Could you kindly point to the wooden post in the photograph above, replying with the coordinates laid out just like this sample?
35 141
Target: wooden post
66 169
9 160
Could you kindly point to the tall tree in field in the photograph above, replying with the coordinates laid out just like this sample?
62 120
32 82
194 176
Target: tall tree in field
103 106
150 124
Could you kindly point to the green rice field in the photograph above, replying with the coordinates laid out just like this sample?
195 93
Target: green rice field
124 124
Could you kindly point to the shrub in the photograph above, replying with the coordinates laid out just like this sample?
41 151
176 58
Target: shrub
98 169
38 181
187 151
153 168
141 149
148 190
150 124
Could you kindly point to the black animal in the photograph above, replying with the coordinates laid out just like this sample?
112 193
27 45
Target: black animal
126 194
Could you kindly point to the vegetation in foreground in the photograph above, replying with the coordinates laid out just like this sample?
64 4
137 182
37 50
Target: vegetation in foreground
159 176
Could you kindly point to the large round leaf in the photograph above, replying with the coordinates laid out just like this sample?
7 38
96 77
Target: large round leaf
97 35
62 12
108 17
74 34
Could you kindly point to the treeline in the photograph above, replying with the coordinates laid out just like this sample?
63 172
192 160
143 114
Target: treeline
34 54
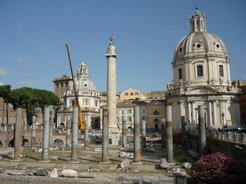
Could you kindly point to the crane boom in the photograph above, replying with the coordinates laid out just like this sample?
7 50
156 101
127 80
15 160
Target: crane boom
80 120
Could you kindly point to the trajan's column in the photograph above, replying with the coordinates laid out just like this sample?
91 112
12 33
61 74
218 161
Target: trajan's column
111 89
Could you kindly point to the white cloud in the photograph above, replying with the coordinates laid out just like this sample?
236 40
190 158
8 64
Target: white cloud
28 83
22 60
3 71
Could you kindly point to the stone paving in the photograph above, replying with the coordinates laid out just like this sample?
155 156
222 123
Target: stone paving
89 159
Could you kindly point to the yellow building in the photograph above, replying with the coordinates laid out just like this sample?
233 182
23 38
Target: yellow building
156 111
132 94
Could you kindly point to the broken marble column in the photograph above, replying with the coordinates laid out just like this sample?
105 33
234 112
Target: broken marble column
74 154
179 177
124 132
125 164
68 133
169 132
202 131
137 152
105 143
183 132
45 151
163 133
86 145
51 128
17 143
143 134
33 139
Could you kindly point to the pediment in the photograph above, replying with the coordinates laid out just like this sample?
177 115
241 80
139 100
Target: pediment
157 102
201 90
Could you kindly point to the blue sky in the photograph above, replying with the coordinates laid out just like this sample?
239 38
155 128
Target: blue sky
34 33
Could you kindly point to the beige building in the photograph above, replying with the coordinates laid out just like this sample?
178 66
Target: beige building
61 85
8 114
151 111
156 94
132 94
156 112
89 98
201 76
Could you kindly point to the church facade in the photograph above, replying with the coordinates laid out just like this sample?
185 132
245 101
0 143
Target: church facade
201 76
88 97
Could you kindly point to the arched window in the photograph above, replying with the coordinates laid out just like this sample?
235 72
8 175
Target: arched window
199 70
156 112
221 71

+ + + + +

TASK TO CARRY OUT> Write out the whole listing exactly, and drop the pictures.

WRITTEN RESPONSE>
Could you kindly point to the wooden post in the photograph above, replying with the coordinates laid out just like this sample?
35 141
Target: wooden post
66 169
9 160
Could you kindly point to the tall tree in field in the photograph above, replying with the coordinates laid out just like this sample?
62 120
32 82
194 176
Target: tall tree in field
103 106
150 124
Could you kindly point to the green rice field in the photograph above, replying with the coordinates laid out just like this sample?
195 93
Target: green rice field
124 124
Could you kindly point to the shrub in the photograph above, replying with the coordinates laid out just like this sample?
41 151
176 58
Target: shrub
98 169
38 181
187 151
153 168
141 149
148 190
150 124
Could you kindly point to the black animal in the photograph above, replying with the coordinates laid out just like this sample?
112 193
27 45
Target: black animal
126 194
Could you kindly point to the vegetation in foreground in the photograph above, replying with the coordinates laid out just like this sample?
64 4
137 182
37 50
Target: vegetation in foreground
159 176
Could you kindly point to the large round leaf in the photograph above, replying with the coordinates laid out just like this sample?
7 38
96 77
Target: large round leaf
97 35
62 12
108 17
74 34
Could you kindly point to the treeline in the photograph above, replying with the coordinates laid out just like this sample?
63 172
192 160
143 114
Target: treeline
34 54
Could you kindly point to the crane boom in the photograph above, replying with the coordinates laid out just like this sample?
7 50
156 101
127 80
15 160
Target: crane boom
80 120
Could you kindly point to the trajan's column in the photograph above, replying with the coordinates laid out just like this sample?
91 112
12 33
61 74
218 161
Target: trajan's column
111 89
Could you kindly point to the white cloud in the photograph above, replying with the coordinates laid out just like this sample?
236 40
190 158
8 64
Target: white cloud
28 83
22 60
3 71
Could you kindly point to the stone paving in the photograph above, replying with the coordinates laid out just like this sample?
155 156
222 123
Target: stone paving
89 159
Could you kindly point to the yellow building in the photograph above, replying with the coordinates laid out just like this sample?
233 182
23 38
Target: yellow building
156 111
132 94
Could you kindly point to the broken marble column in the photograph above, replying with the coordinates laid out just like this sample?
105 33
234 112
Target: broken marble column
74 154
179 177
124 132
125 164
68 133
169 132
202 131
137 152
105 143
183 132
45 151
163 133
86 145
51 128
17 143
143 134
33 139
Could you kindly point to the pediment in the photograph above, replying with the coordinates laid out just like this sample?
177 115
241 80
139 100
Target: pediment
157 102
201 90
Could you kindly point to the blue sky in the photograph above, replying with the coordinates laid out just like this sample?
239 38
155 128
Target: blue sky
34 33
Could you kindly point to the beige building in the photograph above, replying with the coordinates laid out just like this sample?
178 66
Target: beige building
61 85
8 114
151 111
156 94
132 94
156 112
89 98
201 76
Could you kindly point to the church facade in the photograph above, replying with the coordinates laid out just like this sample?
185 132
245 101
0 143
Target: church facade
201 76
88 97
Could you kindly point to the arched window in the photograph above, replying with the coordinates laid out just like this sample?
235 72
8 175
Target: arched window
199 70
156 112
221 71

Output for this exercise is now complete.